## Excerpt provided

++++++

What do you want to build? In what or in whom do you want to invest your energy and your time? What experiences do you dream of? Are there any professional, relationship or family deadlines that are important to you? What is the most authentic truth about how this relationship fits into all of this? Let your desires, goals, and priorities guide your next step.

When you were engaged, you both prioritized “individual efforts” over your relationship. Maybe the truth is that right now, laying the groundwork for your career is more important and urgent than laying the groundwork for marriage. It’s important to honor your truth and personal goals because feeling refreshed only makes you a better partner. Devoting time to deepening the relationship with ourselves will always benefit our relationships as it clarifies how the partnership may or may not be additive. Compromising your own goals for someone else can have devastating effects on your relationship with yourself and, by extension, any romantic relationship.

Clearly this is not someone you are willing to let go. But staying in close contact could cloud your judgment when determining what roles you should play in each other’s lives. What is it about the friendship dynamic that seems to work better for you than being engaged? Is there a way to foster friendship without straining it in a romantic context?

If you choose to explore a second chance with your ex-fiancé, be honest with yourself and your partner about your intentions. How to build a lasting partnership without falling back into the same ruts as before? If you’re not ready for a long-term commitment, that needs to be communicated upfront. You both need to be on the same page about where you’re headed.

The attraction for partnership can sometimes be stronger than common sense. Ultimately, if you’re meant to be together, I don’t think a few more years of becoming the best versions of yourselves will stop that from happening. Do the work, encourage him to do the same, and prepare to enter the difficult conversations necessary for any healthy relationship with clear eyes and an open heart.

++++++

## Dataset excerpt
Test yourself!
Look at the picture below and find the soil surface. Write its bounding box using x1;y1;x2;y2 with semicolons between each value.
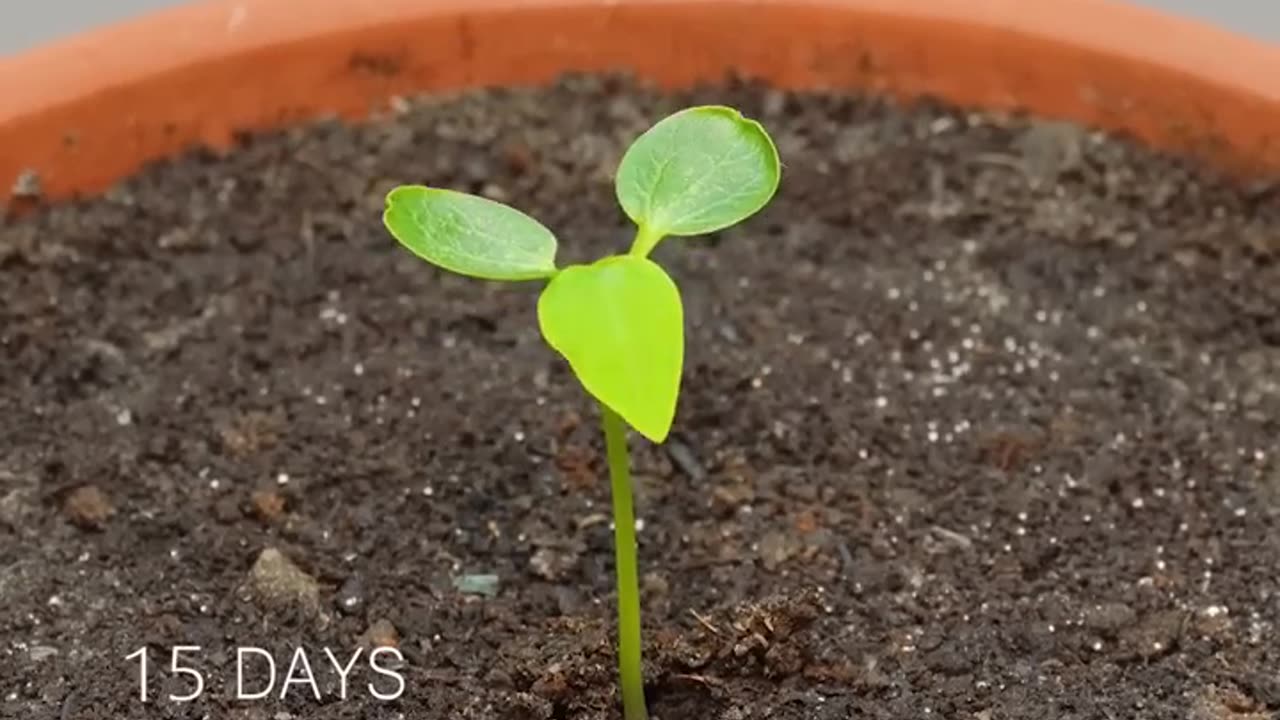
0;78;1280;720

++++++

## Problems to solve
- a) Copy out the passage of the relationship advice word for word, starting with "If you choose" and going on through "where you’re headed.".
- b) In the relationship advice, what did both people prioritize over their relationship while they were engaged?

## Answers for the tasks
- a)
If you choose to explore a second chance with your ex-fiancé, be honest with yourself and your partner about your intentions. How to build a lasting partnership without falling back into the same ruts as before? If you’re not ready for a long-term commitment, that needs to be communicated upfront. You both need to be on the same page about where you’re headed.

- b) Individual efforts.